# Page extract
= Alison Pearson (accused witch) =

Scottish woman executed for witchcraft (1533–1588)

Alison Pearson (or Pierson) (or Alesoun Pierson) (born c. 1533, died Edinburgh 1588) was executed for witchcraft. On being tried in 1588, she confessed to visions of a fairy court.

== Background ==
Alison Pearson was born c. 1533. She lived in Boarhills (Byrehill), Fife, near St Andrews, Fife. She worked as a healer around the St Andrews area with a ghost of her uncle, William Simpson, as a spirit guide. Simpson's ghost associated with fairies and a vision of him had cured Pearson of illness when she was a child.

== Witchcraft ==
She was investigated for witchcraft in 1583 by Patrick Adamson, Archbishop of St Andrews; however, when he was ill and others could not cure him, treatment by Pearson led to his full recovery. Adamson's enemies claimed this was witchcraft and Pearson was imprisoned in St Andrews Castle, from where Adamson helped her to escape. Scottish Ballad-writer, Robert Sempill, wrote about Pearson and Adamson.

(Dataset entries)
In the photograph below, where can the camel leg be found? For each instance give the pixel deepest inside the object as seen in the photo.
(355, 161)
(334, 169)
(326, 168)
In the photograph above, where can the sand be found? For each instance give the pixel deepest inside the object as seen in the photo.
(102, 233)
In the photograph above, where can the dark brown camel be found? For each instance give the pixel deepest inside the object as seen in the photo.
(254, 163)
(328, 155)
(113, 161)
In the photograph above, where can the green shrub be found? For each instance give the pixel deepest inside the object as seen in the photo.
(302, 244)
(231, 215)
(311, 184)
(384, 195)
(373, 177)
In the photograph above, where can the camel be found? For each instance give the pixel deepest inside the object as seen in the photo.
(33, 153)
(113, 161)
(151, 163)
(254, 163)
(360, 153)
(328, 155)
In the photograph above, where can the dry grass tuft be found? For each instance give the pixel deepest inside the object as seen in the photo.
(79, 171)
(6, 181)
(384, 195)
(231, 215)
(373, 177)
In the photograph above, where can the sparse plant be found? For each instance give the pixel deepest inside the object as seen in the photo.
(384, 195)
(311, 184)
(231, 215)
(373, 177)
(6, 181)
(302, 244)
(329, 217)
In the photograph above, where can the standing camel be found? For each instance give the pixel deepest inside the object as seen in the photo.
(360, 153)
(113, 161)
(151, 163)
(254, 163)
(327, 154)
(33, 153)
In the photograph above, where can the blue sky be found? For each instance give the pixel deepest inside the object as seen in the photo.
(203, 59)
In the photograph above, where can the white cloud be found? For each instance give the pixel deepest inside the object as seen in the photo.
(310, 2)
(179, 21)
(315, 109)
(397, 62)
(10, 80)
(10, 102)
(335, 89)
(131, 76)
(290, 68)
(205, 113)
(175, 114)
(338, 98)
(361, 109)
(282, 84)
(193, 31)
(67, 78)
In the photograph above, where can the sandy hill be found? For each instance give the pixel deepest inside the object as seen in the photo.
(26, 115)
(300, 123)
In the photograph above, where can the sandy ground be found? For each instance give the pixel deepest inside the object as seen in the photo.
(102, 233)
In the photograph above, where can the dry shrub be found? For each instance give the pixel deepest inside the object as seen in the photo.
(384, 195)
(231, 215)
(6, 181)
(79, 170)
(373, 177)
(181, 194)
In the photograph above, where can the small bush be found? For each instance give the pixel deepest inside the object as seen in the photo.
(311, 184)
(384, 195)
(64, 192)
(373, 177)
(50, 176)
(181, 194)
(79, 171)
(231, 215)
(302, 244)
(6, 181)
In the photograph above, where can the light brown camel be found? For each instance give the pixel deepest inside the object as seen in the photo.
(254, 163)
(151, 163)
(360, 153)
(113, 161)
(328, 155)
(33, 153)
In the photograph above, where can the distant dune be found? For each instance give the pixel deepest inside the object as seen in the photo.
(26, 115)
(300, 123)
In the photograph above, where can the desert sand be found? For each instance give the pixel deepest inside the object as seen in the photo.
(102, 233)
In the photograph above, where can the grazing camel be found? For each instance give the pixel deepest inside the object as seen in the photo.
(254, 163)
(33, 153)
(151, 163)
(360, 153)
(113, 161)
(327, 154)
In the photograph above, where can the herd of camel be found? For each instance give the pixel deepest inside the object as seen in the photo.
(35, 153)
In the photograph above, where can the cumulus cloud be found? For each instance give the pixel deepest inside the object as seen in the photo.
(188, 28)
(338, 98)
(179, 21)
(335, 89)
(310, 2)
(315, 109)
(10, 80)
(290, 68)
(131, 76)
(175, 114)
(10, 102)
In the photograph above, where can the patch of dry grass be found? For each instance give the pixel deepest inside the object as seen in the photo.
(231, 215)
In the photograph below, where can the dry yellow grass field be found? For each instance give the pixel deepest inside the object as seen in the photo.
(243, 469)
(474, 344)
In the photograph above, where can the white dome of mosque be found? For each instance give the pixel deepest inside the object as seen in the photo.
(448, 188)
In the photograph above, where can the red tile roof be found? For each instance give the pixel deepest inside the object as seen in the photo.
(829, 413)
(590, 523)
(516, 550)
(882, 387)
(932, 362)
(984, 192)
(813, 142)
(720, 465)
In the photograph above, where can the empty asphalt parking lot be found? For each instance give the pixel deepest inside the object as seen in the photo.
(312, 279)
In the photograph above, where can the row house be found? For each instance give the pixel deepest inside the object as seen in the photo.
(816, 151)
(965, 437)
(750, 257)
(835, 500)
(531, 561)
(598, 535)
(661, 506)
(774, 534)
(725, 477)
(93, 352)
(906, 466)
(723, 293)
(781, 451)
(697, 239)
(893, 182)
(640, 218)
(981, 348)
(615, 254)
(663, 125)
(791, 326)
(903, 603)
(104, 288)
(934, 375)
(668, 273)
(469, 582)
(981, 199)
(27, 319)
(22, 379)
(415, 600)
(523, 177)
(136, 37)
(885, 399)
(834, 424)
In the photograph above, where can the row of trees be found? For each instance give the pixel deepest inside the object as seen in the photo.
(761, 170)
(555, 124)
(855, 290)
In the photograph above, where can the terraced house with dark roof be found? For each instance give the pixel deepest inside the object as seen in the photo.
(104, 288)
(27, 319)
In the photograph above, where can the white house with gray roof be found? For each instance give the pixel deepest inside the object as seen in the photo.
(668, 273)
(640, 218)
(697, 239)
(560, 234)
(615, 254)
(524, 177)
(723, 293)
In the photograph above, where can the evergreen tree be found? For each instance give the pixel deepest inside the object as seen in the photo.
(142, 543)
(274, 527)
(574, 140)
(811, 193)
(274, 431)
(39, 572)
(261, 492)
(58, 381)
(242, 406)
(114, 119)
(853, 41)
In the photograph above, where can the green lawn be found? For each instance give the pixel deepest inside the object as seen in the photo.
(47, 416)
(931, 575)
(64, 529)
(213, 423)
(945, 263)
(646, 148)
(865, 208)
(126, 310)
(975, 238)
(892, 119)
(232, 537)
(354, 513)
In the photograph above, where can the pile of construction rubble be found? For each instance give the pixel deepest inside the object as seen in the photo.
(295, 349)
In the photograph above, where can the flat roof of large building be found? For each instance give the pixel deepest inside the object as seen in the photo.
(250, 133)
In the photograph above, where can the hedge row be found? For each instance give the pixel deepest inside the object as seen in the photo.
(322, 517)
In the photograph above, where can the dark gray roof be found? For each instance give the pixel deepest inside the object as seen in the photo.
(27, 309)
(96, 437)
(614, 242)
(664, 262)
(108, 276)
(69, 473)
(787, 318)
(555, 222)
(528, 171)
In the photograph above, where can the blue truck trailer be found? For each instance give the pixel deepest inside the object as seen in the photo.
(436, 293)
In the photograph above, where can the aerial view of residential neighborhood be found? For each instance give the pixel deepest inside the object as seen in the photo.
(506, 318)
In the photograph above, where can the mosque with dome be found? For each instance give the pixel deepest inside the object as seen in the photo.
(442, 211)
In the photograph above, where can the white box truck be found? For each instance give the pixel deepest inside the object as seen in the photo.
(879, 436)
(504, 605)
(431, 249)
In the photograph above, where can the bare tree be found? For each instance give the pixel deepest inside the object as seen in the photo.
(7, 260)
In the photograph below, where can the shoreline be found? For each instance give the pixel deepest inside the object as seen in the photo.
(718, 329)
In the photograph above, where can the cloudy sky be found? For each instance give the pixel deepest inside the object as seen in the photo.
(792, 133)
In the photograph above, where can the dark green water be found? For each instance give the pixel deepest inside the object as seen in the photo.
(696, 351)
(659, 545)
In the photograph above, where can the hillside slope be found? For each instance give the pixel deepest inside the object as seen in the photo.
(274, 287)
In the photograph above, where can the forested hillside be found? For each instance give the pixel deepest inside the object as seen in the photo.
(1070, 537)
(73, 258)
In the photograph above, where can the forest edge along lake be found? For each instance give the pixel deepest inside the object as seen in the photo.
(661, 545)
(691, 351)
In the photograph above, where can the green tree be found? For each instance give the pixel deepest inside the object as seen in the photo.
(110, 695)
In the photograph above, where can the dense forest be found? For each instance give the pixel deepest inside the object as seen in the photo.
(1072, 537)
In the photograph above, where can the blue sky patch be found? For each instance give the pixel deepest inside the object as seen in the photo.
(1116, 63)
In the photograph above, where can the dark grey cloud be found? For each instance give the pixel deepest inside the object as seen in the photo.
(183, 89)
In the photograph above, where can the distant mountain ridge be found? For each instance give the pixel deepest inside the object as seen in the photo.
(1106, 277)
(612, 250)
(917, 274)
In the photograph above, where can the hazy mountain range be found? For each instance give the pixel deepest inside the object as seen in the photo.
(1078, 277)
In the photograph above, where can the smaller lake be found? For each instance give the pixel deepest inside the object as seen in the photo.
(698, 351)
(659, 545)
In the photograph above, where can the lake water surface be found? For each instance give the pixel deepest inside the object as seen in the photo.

# Set task
Answer these questions from the Alison Pearson article:
(a) In which place in Fife did Pearson live?
(b) Whose ghost served as her spirit guide?
(c) Where was she imprisoned after Adamson's enemies accused her of witchcraft?

# Full solution
(a) Boarhills (Byrehill), near St Andrews.
(b) The ghost of her uncle, William Simpson.
(c) St Andrews Castle.